Legenda Ambun dan Rimbun, Kisah Keberanian dan Kesetiaan

Legenda Ambun dan Rimbun, Kisah Keberanian dan Kesetiaan

Bayu Ardi Isnanto - detikKalimantan
Senin, 22 Sep 2025 07:01 WIB
Ilustrasi kisah Ambun dan Rimbun.
Ilustrasi kisah Ambun dan Rimbun. Foto: Copilot AI
Palangka Raya -

Pulau Borneo tak hanya memiliki hutan tropis dan ribuan sungai, tetapi juga menyimpan warisan cerita rakyat yang sarat makna. Salah satunya adalah Legenda Ambun dan Rimbun dari Kalimantan Tengah dan Kalimantan Barat.

Legenda ini mengisahkan tentang keberanian, kesetiaan, dan kecintaan terhadap keluarga. Berikut ini kisah Ambun dan Rimbun yang dikutip dari buku 108 Cerita Rakyat Terbaik Asli Nusantara oleh Marina Asril Reza dan beberapa sumber lain, lengkap dengan pesan moralnya.

ADVERTISEMENT

SCROLL TO CONTINUE WITH CONTENT

Kisah Ambun dan Rimbun

Ambun dan Rimbun adalah sepasang kakak beradik yang memutuskan merantau demi mengubah nasib. Dengan hati yang berat, mereka meninggalkan ibu tercinta seorang diri di sebuah kampung terpencil di Kalimantan Tengah.

Sebelum berangkat, sang ibu membekali mereka dua bilah dohong, yaitu keris pusaka warisan mendiang ayah mereka. Keris itu dililit dengan kain yang berbeda.

"Ambun, untukmu dohong dengan kain merah, sebagai lambang keberanian. Rimbun, untukmu dohong dengan kain kuning yang melambangkan kesetiaan. Jagalah, karena di dalamnya ada doa dan restu ayahmu," kata ibu kepada kedua anaknya.

Perjalanan panjang mereka tak berjalan mulus. Rimbun jatuh sakit akibat kelelahan, dan takdir berkata lain. Dia menghembuskan napas terakhir di tengah perjalanan.

Dengan hati yang hancur, Ambun menguburkan jasad adiknya. Dohong milik Rimbun ia tancapkan di bagian kepala makam, sementara kain kuning pembungkusnya dililitkan di nisan sebagai tanda kasih dan kenangan.

"Tidurlah, adikku. Suatu hari aku akan kembali lagi," ucap Ambun sebelum meninggalkan kuburan adiknya.

Pertemuan dengan Seorang Nenek

Ambun melanjutkan perjalanan seorang diri, menembus hutan lebat. Bekal dari ibunya telah habis, hingga akhirnya ia tiba di sebuah rumah sederhana milik seorang perempuan tua. Ambun diizinkan menumpang tinggal di sana.

Sebagai balas budi, ia membantu sang nenek mengurus rumah. Ambun menimba air, menyiangi kebun, hingga menyalakan api. Kesantunan dan kerajinannya membuat sang nenek begitu menyayanginya.

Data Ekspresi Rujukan
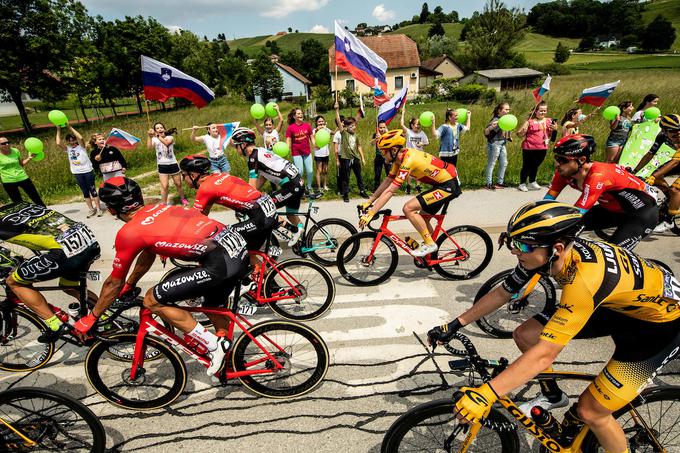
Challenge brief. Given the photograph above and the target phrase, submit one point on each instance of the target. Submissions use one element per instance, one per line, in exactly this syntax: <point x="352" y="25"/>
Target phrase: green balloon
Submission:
<point x="322" y="138"/>
<point x="57" y="117"/>
<point x="611" y="112"/>
<point x="281" y="149"/>
<point x="257" y="111"/>
<point x="507" y="122"/>
<point x="270" y="110"/>
<point x="426" y="119"/>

• _Yang Diminta_
Lanjutkan cerita legenda Ambun dan Rimbun di atas, mulai tepat setelah kalimat terakhirnya.

• _Hasil_
Suatu hari, sang nenek membuka kisah hidupnya. Ia ternyata berasal dari keluarga Kerajaan Sambaratih, namun diasingkan. Meski demikian, beberapa kerabat kerajaan masih mengirimkan makanan untuknya.

"Aku dulu keluarga Kerajaan Sambaratih. Tapi aku diusir karena menikah dengan rakyat jelata," ungkap nenek.

Sayembara di Istana

Pada suatu ketika, seorang utusan istana datang membawa makanan sekaligus kabar penting. Raja mengadakan sayembara dengan hadiah dinikahkan dengan putri kerajaan.

"Raja mengadakan sayembara. Siapa yang mampu melompat dari halaman istana hingga ke atap untuk memetik bunga melati dan memberikannya kepada sang putri, maka akan menjadi menantu raja. Tapi jika gagal, berarti hukuman," kata sang utusan.

Ambun memutuskan untuk ikut serta. Bersama sang nenek, ia berangkat menuju istana. Saat memasuki arena sayembara, sorakan ejekan penonton menggema.

Namun, Ambun tetap tenang. Ia berdoa dalam hati, lalu mengambil ancang-ancang. Dengan suara lantang, ia menyebut nama mendiang ayahnya sambil mencabut dohong pusaka dari pinggangnya.

Keajaiban pun terjadi. Ambun melompat dengan ringan, menembus jarak dari halaman hingga atap istana. Ia memetik bunga melati dan menyerahkannya langsung kepada sang putri.

Sorak-sorai rakyat menggema, dan Raja sendiri berdiri memberi tepuk tangan penuh kagum. Tanpa ragu, Raja menikahkan Ambun dengan putrinya dan menyerahkan takhta kepadanya karena usianya yang telah lanjut.

Kembalinya Rimbun

Sebagai raja baru, Ambun segera menjemput ibunya untuk diajak ke istana. Namun sebelum ke istana, Ambun bersama sang ibu mencari makam Rimbun di tengah hutan.

Setelah menemukannya, Raja Ambun memerintahkan pengawal menggali makam tersebut, sementara yang lain dikirim mencari air kehidupan 'danum kaharingan belom' di Bukit Kamiting.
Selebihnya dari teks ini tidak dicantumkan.